Problems to work on:
a. Please replace "ceremony" with "vigil" in the Club Q shooting article, and write out the part starting at "Through the heavy" and ending at "Kelly Loving, 40.".
b. Continue the article on the Club Q shooting from the point where it stops.

begin Source passage

Club Q was her second home, where she went several times a week to host trivia, listen to karaoke or watch drag shows on the weekends. On slow nights, she sat at the bar talking about life with a close-knit group of regulars who felt like family.
The night of the shooting, she had just finished playing pool and was minutes from heading home, when a woman she had never met before asked her to play another game. Instead of closing her tab at the front of the club, where the shooter walked inside wearing tactical gear and carrying an AR-15, she ducked for cover behind the pool table.
She met that stranger again for the first time since the attack in late June, outside a courtroom in downtown Colorado Springs, moments before the shooter pleaded guilty and was sentenced to life in prison.
“She ran over and gave me the biggest hug and said, ‘Thank you, you saved my life.’ I said, ‘No, I didn’t save your life, you saved mine,’” Van Scyoc said. “She gave me the biggest hug I’ve had in a long time.”
The sentencing hearing marked the end of one painful chapter for victims’ families and survivors, but for many, the path toward healing has just begun.
Through the heavy sadness, Van Scyoc can see the way the attack has bound her community together.
“Senseless acts of hate aren’t going to change who we are. They’re not going to make us hide,” she said. “Our community is still going to thrive and that if anything, this has actually made us stronger.”
“We are more resolute. We are more impassioned than ever to stand up and speak out to protect each other.”
☀️ OUR RECOMMENDATIONS
To mark one year since the attack, Club Q is holding a ceremony outside the building at noon Sunday to remember the two beloved bartenders Aston, 28, and Rump 38, and Raymond Green Vance, 22, Ashley Paugh, 35, and Kelly Loving, 40.
Aston’s parents, Sabrina and Jeff, are expected to attend, as is Gov. Jared Polis and Colorado Springs Mayor Yemi Mobolade.

end Source passage
begin Supplied information

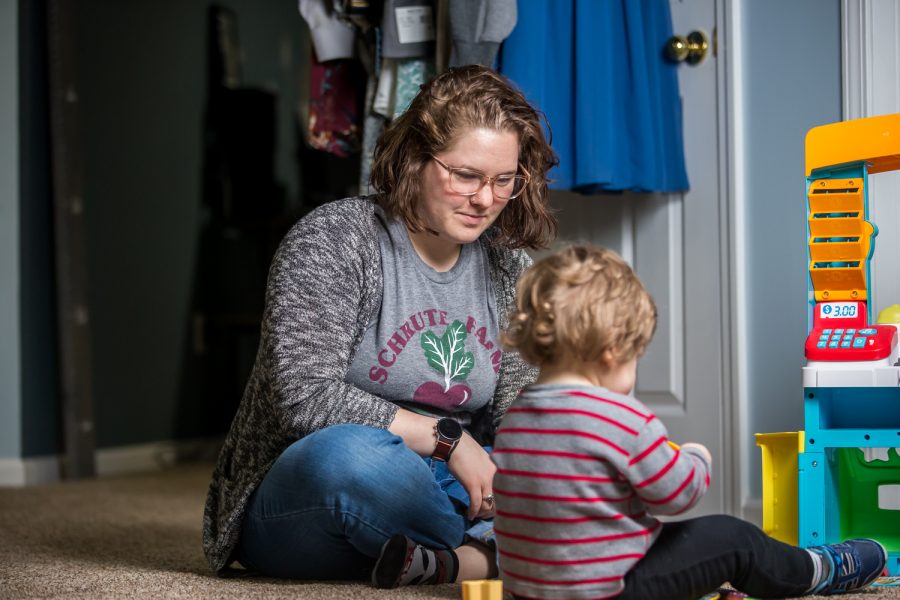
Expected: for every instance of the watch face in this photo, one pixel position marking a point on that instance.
(449, 428)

end Supplied information

Per-task answers:
a.
Through the heavy sadness, Van Scyoc can see the way the attack has bound her community together.
“Senseless acts of hate aren’t going to change who we are. They’re not going to make us hide,” she said. “Our community is still going to thrive and that if anything, this has actually made us stronger.”
“We are more resolute. We are more impassioned than ever to stand up and speak out to protect each other.”
☀️ OUR RECOMMENDATIONS
To mark one year since the attack, Club Q is holding a vigil outside the building at noon Sunday to remember the two beloved bartenders Aston, 28, and Rump 38, and Raymond Green Vance, 22, Ashley Paugh, 35, and Kelly Loving, 40.

b.
After, the survivors and families of those lost in the attack will tidy up the memorial space outside of the club, which has been shuttered since the shooting. On Monday, Transgender Day of Remembrance, a vigil and call to action will honor the lives of Loving and Aston at noon at Acacia Park at 115 E. Platte Ave.
Trying to fix “a very broken system”
Rainbow teddy bears, colorful pins from Club Q’s drag performers, handwritten notes from friends and other mementos clutter a shelf inside Ashtin Gamblin’s home in Colorado Springs, reminding her of the love and support she felt in the year since the shooting.
Near the edge sits a pair of rainbow-colored sunglasses she wore the last night she stood at Club Q’s door before the shooter shot her nine times in the arms and breasts.
“That was a safe space for me, that wasn’t a job. I got paid to hang out with my friends,” she said Thursday, remembering the random shimmy or twerk she did with the bartenders when she would catch their eyes from behind the bar.
Now, she likes to stay busy working from home, volunteering for VictimsFirst, a nonprofit helping victims of mass shootings, and taking care of her two dogs — Trigger, a German shepherd, and Balto, a husky — and five cats.
The U.S. has a history of once the media attention stops, the world stops to care.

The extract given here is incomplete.